• Passage shown:
···

What is a Hash Function? It Depends on Who’s Speaking

Hash functions are one of those wonderful mathematical objects that have a ton of use cases. You can use them to check whether a download failed due to a random error, or to build fast data structures (including the count-min sketches, the simplest data structure that most people haven’t heard of), or as a basis for cryptocurrencies.

Having taught a combination of courses, some more programming-oriented and some more theory-oriented, I’ve found that the term “hash function” and what’s expected of it varies a lot by who’s doing the talking. The idea of a hash code to a veteran Java programmer bears little resemblance to the families of hash functions that theoreticians would talk about, which in turn bear little resemblance to the cryptographic hash functions that computer security folks spend so much time working on. This can make it challenging for programming students to transition to learning about the theory behind hash tables or other data structures, as I learned the hard way when I didn’t recognize this when teaching algorithms for the first time.

This post is my attempt to talk about the different expectations of how hash functions work, or are expected to work, across different areas of computer science and software engineering. My hope is that if you’re a practicing programmer and are starting to study algorithms, data structures, or cryptography that this gives you a sense of what the expectations are when you dive into those fields.

Hash Functions: Programmer Edition

If you’re a practicing programmer, you probably first encountered hash functions in the context of hash tables, like the Java HashMap, the C++ std::unordered_map, or the Python dict type. You may understand how these data structures work, or you might just know that “they’re fast” and “they need a hash code.”

From a programming perspective, the most common times you’ll see hash functions are when you have to write them yourself. For example, if you’re a Java programmer, you probably learned to write a hash code like this:

@Override public void hashCode() {
    int result = myFirstField.hashCode();
    result = 31 * result + mySecondField.hashCode();
    result = 31 * result + myPenultimateField.hashCode();
    result = 31 * result + myUltimateField.hashCode();
    return result;

You’ve probably heard that hash codes are supposed to work so that different objects generally give different hash codes, and that equal objects have to have equal hash codes.

If you’ve implemented a hash table, perhaps as part of an intro class, or perhaps because you just thought it would be fun, you’ve had to be a client of a hash function. You maintained some kind of array of slots and determined which slot or slots to look for an entry by computing its hash code to get back some value (probably a 32-bit or 64-bit value), modding it by the table size, and then looking in that spot.

···

• Dataset extract:
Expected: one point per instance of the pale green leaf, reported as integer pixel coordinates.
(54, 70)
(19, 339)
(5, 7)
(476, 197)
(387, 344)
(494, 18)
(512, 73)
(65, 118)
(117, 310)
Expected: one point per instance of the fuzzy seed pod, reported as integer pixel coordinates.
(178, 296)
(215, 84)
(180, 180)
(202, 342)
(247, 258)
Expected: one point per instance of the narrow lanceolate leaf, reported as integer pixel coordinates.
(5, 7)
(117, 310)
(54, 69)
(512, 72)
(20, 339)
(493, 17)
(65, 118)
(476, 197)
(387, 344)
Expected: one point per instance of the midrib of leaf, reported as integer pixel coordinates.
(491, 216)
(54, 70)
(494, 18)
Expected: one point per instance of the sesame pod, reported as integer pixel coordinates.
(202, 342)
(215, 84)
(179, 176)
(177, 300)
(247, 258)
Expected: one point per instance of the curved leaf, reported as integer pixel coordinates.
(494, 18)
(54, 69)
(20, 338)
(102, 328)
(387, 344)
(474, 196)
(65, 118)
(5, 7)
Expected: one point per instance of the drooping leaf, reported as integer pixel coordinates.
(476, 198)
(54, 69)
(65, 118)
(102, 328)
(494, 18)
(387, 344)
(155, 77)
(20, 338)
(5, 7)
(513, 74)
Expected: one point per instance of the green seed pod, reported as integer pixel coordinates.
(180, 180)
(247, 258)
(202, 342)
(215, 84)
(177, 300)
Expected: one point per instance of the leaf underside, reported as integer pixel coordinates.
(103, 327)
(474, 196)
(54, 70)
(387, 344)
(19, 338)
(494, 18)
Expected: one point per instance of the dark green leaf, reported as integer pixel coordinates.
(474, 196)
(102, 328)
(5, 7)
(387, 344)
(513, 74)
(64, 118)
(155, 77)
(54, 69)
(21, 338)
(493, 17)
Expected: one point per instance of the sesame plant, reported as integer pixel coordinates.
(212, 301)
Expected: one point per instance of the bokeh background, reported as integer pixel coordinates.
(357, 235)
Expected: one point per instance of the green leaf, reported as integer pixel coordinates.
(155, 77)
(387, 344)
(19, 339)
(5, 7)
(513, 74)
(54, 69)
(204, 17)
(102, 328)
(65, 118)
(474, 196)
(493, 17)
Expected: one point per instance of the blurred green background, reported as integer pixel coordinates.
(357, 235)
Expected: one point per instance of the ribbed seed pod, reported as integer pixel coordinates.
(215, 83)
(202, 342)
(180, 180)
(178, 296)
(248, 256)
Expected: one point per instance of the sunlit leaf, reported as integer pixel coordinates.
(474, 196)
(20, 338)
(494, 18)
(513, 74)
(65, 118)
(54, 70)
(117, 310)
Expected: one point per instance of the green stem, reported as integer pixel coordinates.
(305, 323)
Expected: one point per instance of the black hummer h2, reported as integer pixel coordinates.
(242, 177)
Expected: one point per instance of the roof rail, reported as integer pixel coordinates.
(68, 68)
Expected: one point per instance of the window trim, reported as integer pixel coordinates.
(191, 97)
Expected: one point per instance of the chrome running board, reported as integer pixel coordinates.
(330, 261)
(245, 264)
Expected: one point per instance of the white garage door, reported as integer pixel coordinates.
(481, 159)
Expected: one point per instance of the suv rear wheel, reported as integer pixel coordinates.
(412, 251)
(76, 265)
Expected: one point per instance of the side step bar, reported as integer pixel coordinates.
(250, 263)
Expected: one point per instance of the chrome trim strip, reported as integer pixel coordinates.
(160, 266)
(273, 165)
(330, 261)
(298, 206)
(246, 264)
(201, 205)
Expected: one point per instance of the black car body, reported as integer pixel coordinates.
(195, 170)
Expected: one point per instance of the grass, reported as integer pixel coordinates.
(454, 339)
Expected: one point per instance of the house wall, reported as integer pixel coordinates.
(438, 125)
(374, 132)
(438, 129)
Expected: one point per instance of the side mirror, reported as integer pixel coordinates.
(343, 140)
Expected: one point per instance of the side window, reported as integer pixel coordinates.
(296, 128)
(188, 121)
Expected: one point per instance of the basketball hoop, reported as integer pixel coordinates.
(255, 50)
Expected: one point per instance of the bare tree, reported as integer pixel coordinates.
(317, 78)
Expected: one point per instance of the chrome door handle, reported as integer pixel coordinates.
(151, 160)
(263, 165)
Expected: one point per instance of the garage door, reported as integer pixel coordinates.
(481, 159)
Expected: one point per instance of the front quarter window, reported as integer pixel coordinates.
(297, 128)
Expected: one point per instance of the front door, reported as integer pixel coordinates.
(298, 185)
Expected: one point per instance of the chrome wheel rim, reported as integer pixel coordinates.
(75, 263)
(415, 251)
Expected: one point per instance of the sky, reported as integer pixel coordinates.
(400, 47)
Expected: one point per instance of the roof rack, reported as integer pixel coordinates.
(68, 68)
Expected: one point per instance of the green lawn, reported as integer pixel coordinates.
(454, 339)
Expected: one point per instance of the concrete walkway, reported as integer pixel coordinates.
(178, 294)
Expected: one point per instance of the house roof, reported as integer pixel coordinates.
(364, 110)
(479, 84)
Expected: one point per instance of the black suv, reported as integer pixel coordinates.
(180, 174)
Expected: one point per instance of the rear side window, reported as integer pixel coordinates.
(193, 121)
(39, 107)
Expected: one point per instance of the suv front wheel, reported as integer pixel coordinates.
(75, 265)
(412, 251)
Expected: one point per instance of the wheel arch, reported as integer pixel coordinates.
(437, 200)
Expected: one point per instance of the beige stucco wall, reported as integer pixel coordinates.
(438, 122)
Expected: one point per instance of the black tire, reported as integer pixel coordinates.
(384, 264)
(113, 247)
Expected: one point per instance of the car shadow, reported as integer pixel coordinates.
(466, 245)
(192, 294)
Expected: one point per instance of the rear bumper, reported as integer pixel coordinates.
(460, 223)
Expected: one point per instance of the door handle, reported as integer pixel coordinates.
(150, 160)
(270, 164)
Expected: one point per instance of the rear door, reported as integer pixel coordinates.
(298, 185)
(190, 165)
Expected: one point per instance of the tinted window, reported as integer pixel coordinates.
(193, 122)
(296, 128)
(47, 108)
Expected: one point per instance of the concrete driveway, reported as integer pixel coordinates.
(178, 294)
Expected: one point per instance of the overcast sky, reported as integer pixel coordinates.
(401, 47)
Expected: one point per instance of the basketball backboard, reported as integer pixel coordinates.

···

• Task instructions: Pick up the article on hash functions after its final sentence and keep writing it. The data on this page has no role in the exercise.

• Written reply:
Then there’s the question of what you likely prioritize in a good hash function. You probably care about things like how well it spreads things out (low spread is bad for hash tables, high spread is good for hash tables) and how fast it runs (the faster, the better!).

To summarize, the key assumptions are that

  • each object has a hash code, which you usually implement by doing something involving multiplying by 31 and adding values together;
  • equal objects should have equal hash codes, and unequal objects should try to have unequal hash codes;
  • hash functions are usually 32-bit integers or 64-bit integers that get modded by some kind of table size;
  • there’s a bunch of “other” hash functions you can use to get a fingerprint that helps you check if you downloaded something properly; and
  • it’s good to write hash functions that spread things out and run quickly.

Hash Functions: The Data Structure Theory Perspective

If you’re a researcher studying algorithms or data structures, you have a pretty different point of view about what a hash function is and how it should behave.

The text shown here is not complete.